§ PROBLEM DETAILS:
Set every entry down again, unchanged, picture-free.

§ DATA FOR ANALYSIS:
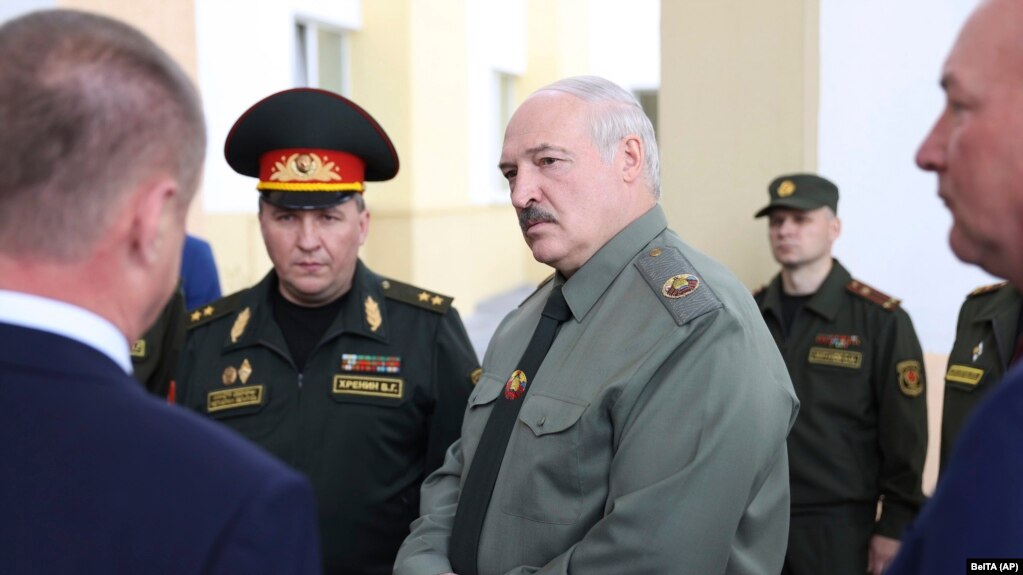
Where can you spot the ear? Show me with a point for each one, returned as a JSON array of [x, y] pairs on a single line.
[[631, 153], [149, 214], [835, 229]]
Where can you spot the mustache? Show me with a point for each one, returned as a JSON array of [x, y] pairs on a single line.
[[534, 215]]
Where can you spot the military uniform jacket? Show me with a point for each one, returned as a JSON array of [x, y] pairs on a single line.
[[985, 337], [381, 399], [652, 439], [857, 368]]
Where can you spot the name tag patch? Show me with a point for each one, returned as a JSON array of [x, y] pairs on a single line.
[[233, 398], [839, 358], [964, 374], [391, 388], [138, 349]]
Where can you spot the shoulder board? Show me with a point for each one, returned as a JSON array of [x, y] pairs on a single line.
[[676, 283], [205, 314], [539, 285], [872, 295], [987, 289], [415, 296]]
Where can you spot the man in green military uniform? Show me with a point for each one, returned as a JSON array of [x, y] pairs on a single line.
[[651, 437], [857, 368], [986, 334], [356, 380]]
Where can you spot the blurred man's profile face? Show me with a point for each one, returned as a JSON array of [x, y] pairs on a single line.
[[800, 237], [976, 145], [314, 252], [566, 195]]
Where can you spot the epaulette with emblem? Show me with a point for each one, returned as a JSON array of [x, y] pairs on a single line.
[[676, 283], [539, 286], [872, 295], [205, 314], [416, 296], [987, 289]]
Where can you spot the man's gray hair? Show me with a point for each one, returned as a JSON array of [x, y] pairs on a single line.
[[90, 108], [622, 116]]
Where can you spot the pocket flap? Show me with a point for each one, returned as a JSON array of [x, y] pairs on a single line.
[[545, 414]]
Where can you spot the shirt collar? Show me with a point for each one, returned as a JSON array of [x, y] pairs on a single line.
[[591, 280], [68, 320]]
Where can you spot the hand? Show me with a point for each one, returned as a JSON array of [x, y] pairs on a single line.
[[882, 553]]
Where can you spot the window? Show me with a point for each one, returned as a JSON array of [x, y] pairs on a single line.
[[503, 106], [321, 56], [648, 99]]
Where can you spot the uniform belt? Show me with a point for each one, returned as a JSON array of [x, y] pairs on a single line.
[[845, 513]]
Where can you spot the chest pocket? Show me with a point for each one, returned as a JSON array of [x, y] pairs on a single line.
[[541, 479]]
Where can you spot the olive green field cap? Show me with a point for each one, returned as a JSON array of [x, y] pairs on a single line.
[[800, 191]]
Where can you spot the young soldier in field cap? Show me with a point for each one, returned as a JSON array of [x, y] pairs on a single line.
[[857, 369], [356, 380], [974, 148]]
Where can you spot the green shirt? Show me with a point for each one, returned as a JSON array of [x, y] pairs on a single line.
[[857, 368], [652, 439], [379, 402], [985, 338], [154, 355]]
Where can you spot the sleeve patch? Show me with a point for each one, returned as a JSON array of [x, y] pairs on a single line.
[[416, 296]]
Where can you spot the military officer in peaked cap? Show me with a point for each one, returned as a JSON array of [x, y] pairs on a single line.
[[857, 368], [356, 380]]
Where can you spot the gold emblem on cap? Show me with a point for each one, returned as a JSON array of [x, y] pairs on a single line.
[[372, 314], [303, 168], [245, 370], [239, 324]]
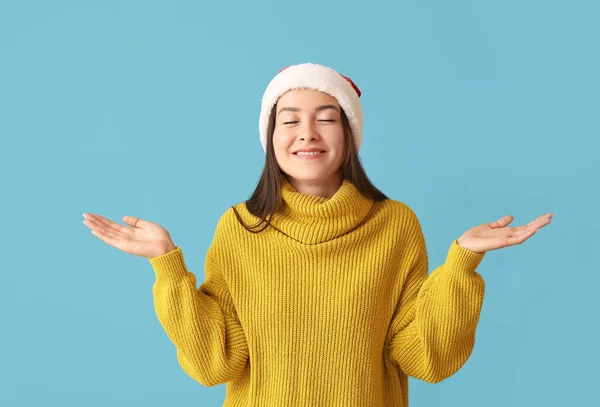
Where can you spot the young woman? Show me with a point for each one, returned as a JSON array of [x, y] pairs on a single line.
[[316, 289]]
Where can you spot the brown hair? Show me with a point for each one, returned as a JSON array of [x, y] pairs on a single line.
[[266, 198]]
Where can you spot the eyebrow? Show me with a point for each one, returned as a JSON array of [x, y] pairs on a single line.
[[317, 109]]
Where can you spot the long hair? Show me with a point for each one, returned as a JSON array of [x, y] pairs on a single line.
[[266, 198]]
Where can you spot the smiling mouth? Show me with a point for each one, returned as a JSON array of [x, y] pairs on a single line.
[[310, 154]]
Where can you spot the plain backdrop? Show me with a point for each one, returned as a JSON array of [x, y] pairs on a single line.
[[473, 110]]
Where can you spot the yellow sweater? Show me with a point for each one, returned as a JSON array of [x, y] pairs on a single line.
[[332, 306]]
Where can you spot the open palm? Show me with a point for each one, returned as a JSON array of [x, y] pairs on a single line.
[[496, 235], [143, 238]]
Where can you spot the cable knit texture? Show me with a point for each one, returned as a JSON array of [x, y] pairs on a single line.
[[331, 306]]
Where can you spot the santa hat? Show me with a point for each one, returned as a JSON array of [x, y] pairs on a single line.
[[316, 77]]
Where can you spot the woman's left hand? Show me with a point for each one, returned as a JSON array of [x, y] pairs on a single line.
[[495, 235]]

§ SOLUTION TO THIS TASK:
Where can you spot the ear? Show me with a point for each one, returned as a JSON array of [x, y] pairs on a single line.
[[631, 153], [149, 214], [835, 229]]
Where can you spot the mustache? Show me with a point for each one, returned as a JSON array of [x, y] pairs on a single line.
[[534, 215]]
Where can you spot the military uniform jacket? Show me with a point for each one, returned as a JSON array of [x, y] pairs on a single line.
[[985, 337], [381, 399], [652, 439], [857, 368]]
Where can you spot the name tag patch? Show me with a point for each one, returned as a JSON array of [x, y] pairs on a single line.
[[233, 398], [839, 358], [964, 374], [391, 388], [138, 349]]
Where can you spot the shoulder board? Show me with a point for each one, returned as a JSON array of [x, y] pairs on a single line.
[[676, 283], [205, 314], [539, 285], [872, 295], [987, 289], [415, 296]]
Where can you spot the man in green military uniform? Show me with a point for each one, returned as a JSON array of [x, y] pairs on a single line.
[[651, 437], [857, 368], [986, 334], [356, 380]]
Where can you spot the blurred man's profile face? Show me with a point for each one, returned as a JSON array of [x, y] pairs on a single line.
[[800, 237], [976, 145], [314, 252], [566, 195]]
Where can you spot the epaulette with emblem? Show me with a point for each one, returned as a JSON array of [x, y] pairs on a single line.
[[676, 283], [539, 286], [872, 295], [205, 314], [416, 296], [987, 289]]
Where can you spot the man's gray hair? Show me with a point for each one, returned as a JSON array of [x, y] pairs on a single line.
[[90, 108], [622, 116]]
Where can you spot the pocket flap? Show me with a point for each one, returned as a JSON array of [x, y] pairs on a single line.
[[545, 414]]
Where can you spot the shirt collar? Show me with a point for each one, returned as a JSON array of [x, y] pairs on a single line.
[[591, 280], [68, 320]]
Where can you spot the hand? Show me with a point for each one, returned as a JSON array of [x, y] pairs on a single line.
[[882, 553]]
Where can you spot the window? Show me with a point for each one, returned as a JSON array of [x, y] pairs on a single line.
[[503, 106], [321, 56], [648, 99]]
Where can you spot the uniform belt? Show me with a point for each one, returned as a JSON array of [x, y] pairs on a single line.
[[845, 513]]
Where can you spot the chest pocket? Show me with a point for each one, returned as a JSON array of [x, y] pairs on a single line.
[[541, 479]]
Where can you spot the olive green field cap? Show me with a point for each one, returned as a JSON array of [x, y] pairs on a single line.
[[800, 191]]
Where can you spot the young soldier in field cap? Show me with a point for each one, returned as a JSON array of [x, y] pairs on a single line.
[[857, 369], [356, 380], [974, 148]]
Where can you spot the green shirt? Show me with a point for each one, returned as a JSON array of [x, y] pairs on a single line.
[[857, 368], [652, 439], [379, 402], [985, 338], [154, 355]]
Where can you spot the sleeve patch? Show me with a point for each one, returned as a JSON array of [x, y] pairs on a single line.
[[416, 296]]
Where can you spot the military officer in peaked cap? Show me with a point for each one, returned as a JSON array of [x, y] pairs on a single line.
[[857, 368], [356, 380]]
Where can you spot the gold emblem on cap? Show me with a point for each one, returned as a JSON array of [x, y] pairs on a single line.
[[372, 314], [303, 168], [245, 370], [239, 324]]
Where can you spot the young woman? Show me with a point for each one, returned as a JSON array of [x, y] pairs on a single line.
[[316, 289]]
Where can you spot the brown hair? Show me with a point for each one, returned as a JSON array of [x, y] pairs on a single line.
[[266, 198]]
Where can you spot the eyebrow? Show me with a point for each one, returned as a JSON array of [x, y] pairs on a single line.
[[317, 109]]
Where can you spot the long hair? Show me with a point for each one, returned as a JSON array of [x, y] pairs on a single line.
[[266, 198]]
Where can you spot the smiling mouth? Show me with a point for each one, returned as a JSON array of [x, y] pairs on a single line.
[[310, 154]]
Where can you spot the plain backdrop? Show me with a point for each one, returned as a JSON array of [x, y] pairs on a single line.
[[473, 110]]
Where can you spot the yellow sweater? Show me with a point for each one, returned as a JSON array of [x, y] pairs on a single line.
[[332, 306]]
Where can you spot the open palm? Show me with a point for each one, returned as a JSON array of [x, y] pairs on a single line.
[[496, 235], [143, 238]]
Where can you spot the cable knit texture? Show me with a point for each one, returned as a JSON array of [x, y] pairs on a single line.
[[331, 306]]
Where can you spot the santa hat? Show me with a point for each one, returned as a JSON array of [x, y] pairs on a single line.
[[316, 77]]
Where can you spot the woman's left hand? Show me with a point for each one, returned as a JSON array of [x, y] pairs on a single line.
[[495, 235]]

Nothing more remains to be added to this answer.